## Texto del documento:
ÁLBUM FOTOGRÁFICO
Aimee ejecutando la danza de una ópera china en el antiguo Asia Institute (Nueva York, 1951).
David Kidd en el Palacio de Verano (1949).
El Palacio de Verano en invierno; el Mar de la Sabiduría, en lo alto de la Colina de los Diez Mil Años.
Primer piso de los aposentos de David Kidd en la puerta norte del Palacio de Verano: John Blofeld, Walter Brown, David Kidd y Hetta Empson (1948).
John Blofeld, Walter Brown, David Kidd y Hetta Empson en el Palacio de Verano (1948).
El jardín de la mansión Yu, nevado.
Aimee en el jardín de la mansión Yu con la hija de unos amigos.
La biblioteca del «estudio del este».
El «pabellón de los pinos antiguos» del jardín; en primer plano un estanque vacío.
Los pasillos del recinto de la mansión Yu.
David Kidd y Aimee tomando el té en el jardín.
Este libro esta dedicado a la memoria de mi benefactor, John Leighton Stuart, que fue el embajador de Estados Unidos en China de 1946 a 1949.
Historias de Pekín
Título original: Peking Story
David Kidd, 1988
Traducción: Marta Alcaraz
Fotografía de cubierta: John Wang
Editor digital: Titivillus
ePub base r1.2
Introducción
Pekín fue mi hogar desde 1946, dos años antes de la revolución comunista, hasta 1950, dos años después. Yo era la mitad americana de un intercambio entre la Universidad de Michigan —en la que estudiaba cultura china— y la Universidad de Yenching, en Pekín, así que partí hacia China tan pronto como me licencié y llegué a Pekín en el otoño de 1946. Me faltaban dos meses para cumplir veinte años.

## Material proporcionado:
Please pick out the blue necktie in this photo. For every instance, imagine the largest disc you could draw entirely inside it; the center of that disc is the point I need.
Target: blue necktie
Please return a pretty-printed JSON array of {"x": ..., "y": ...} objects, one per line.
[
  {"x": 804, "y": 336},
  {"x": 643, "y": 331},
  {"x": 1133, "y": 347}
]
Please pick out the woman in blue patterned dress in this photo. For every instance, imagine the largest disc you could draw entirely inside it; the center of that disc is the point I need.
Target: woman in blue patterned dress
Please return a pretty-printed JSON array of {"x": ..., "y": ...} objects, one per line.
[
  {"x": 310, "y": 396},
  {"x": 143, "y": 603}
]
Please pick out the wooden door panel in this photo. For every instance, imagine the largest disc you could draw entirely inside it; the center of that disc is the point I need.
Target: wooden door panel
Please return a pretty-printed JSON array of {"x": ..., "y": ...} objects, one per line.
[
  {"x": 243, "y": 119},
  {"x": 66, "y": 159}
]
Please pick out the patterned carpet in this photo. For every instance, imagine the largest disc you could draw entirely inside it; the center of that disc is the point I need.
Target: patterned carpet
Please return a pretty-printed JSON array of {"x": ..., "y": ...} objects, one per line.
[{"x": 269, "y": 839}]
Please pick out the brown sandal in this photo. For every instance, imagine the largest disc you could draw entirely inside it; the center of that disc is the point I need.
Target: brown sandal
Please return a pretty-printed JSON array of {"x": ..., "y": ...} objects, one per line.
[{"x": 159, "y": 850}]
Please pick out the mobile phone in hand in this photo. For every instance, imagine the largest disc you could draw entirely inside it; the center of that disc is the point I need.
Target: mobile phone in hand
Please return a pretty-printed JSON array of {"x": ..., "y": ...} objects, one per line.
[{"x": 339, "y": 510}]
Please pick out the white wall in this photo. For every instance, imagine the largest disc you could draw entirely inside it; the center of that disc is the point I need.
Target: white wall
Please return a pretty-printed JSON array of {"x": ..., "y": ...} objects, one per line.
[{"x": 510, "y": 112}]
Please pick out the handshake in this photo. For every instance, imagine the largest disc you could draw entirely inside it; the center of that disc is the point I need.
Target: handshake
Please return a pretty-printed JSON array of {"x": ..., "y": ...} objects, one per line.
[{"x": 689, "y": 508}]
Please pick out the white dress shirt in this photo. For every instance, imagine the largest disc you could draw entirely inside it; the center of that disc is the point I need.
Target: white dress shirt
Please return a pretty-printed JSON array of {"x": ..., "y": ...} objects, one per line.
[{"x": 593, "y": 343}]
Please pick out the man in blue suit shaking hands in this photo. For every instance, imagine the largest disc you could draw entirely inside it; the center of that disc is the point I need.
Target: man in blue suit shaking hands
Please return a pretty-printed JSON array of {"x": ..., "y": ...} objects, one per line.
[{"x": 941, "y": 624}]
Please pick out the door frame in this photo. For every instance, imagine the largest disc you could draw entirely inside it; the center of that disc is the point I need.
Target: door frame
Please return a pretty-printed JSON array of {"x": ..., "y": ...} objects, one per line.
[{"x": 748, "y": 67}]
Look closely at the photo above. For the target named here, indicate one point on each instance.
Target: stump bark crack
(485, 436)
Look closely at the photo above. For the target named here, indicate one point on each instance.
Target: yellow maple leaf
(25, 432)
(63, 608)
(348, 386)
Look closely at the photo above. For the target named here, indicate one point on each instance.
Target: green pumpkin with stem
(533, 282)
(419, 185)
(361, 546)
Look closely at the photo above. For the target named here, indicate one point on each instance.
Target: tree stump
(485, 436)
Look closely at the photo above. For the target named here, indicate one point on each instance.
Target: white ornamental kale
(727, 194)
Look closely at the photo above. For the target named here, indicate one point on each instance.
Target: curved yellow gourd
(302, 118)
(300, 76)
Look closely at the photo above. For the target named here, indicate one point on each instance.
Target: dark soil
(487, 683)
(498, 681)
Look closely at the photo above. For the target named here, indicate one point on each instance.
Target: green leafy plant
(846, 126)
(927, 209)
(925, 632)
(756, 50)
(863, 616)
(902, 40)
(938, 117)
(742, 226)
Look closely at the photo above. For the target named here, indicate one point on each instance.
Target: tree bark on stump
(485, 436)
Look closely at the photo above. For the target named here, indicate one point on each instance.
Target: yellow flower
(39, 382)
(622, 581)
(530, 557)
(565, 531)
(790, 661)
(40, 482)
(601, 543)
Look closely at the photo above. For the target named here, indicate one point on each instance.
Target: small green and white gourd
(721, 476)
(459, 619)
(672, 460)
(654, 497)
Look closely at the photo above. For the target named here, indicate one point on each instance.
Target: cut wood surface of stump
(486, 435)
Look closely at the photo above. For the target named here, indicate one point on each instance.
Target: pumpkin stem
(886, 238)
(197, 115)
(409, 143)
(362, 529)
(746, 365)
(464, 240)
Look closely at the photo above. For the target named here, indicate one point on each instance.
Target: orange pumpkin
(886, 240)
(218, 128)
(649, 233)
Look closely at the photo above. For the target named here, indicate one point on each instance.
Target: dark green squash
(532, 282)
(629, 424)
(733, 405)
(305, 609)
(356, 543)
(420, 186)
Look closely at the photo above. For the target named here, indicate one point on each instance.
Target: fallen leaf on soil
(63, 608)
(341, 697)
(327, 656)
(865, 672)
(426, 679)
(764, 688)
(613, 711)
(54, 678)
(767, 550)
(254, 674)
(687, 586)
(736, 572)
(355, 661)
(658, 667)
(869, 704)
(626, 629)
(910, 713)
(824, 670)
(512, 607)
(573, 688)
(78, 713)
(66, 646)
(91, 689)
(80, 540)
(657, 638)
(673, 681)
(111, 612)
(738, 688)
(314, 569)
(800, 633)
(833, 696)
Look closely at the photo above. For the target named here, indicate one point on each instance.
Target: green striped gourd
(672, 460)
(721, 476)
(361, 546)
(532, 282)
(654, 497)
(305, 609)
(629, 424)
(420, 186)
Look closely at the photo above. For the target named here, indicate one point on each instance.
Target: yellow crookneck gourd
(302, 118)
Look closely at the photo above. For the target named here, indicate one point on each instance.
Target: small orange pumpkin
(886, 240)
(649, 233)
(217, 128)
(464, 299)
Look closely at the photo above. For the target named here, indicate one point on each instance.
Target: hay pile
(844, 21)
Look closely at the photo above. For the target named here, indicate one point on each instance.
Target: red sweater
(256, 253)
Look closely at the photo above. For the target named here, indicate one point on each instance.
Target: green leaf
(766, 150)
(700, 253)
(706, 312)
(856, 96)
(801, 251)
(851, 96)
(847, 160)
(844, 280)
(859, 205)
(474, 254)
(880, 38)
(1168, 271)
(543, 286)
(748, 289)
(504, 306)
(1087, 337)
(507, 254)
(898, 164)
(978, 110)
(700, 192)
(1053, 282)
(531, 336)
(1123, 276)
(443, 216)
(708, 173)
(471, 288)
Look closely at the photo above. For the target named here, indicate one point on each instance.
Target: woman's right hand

## Tareas:
- a) Resume el texto del documento en dos oraciones.
- b) Traduce al inglés esta oración del texto del documento: «Pekín fue mi hogar desde 1946, dos años antes de la revolución comunista, hasta 1950, dos años después.»
Los datos provienen de otra fuente.

## Respuestas en orden:
- a) El texto reúne pies de foto de David Kidd, Aimee y otras personas en el Palacio de Verano y en la mansión Yu, junto con una dedicatoria a John Leighton Stuart y los créditos de la edición española de «Historias de Pekín». En la introducción se cuenta que Pekín fue el hogar de quien narra de 1946 a 1950, adonde llegó en el otoño de 1946 como la mitad americana de un intercambio entre la Universidad de Michigan y la Universidad de Yenching, dos meses antes de cumplir veinte años.

- b) Peking was my home from 1946, two years before the communist revolution, until 1950, two years after.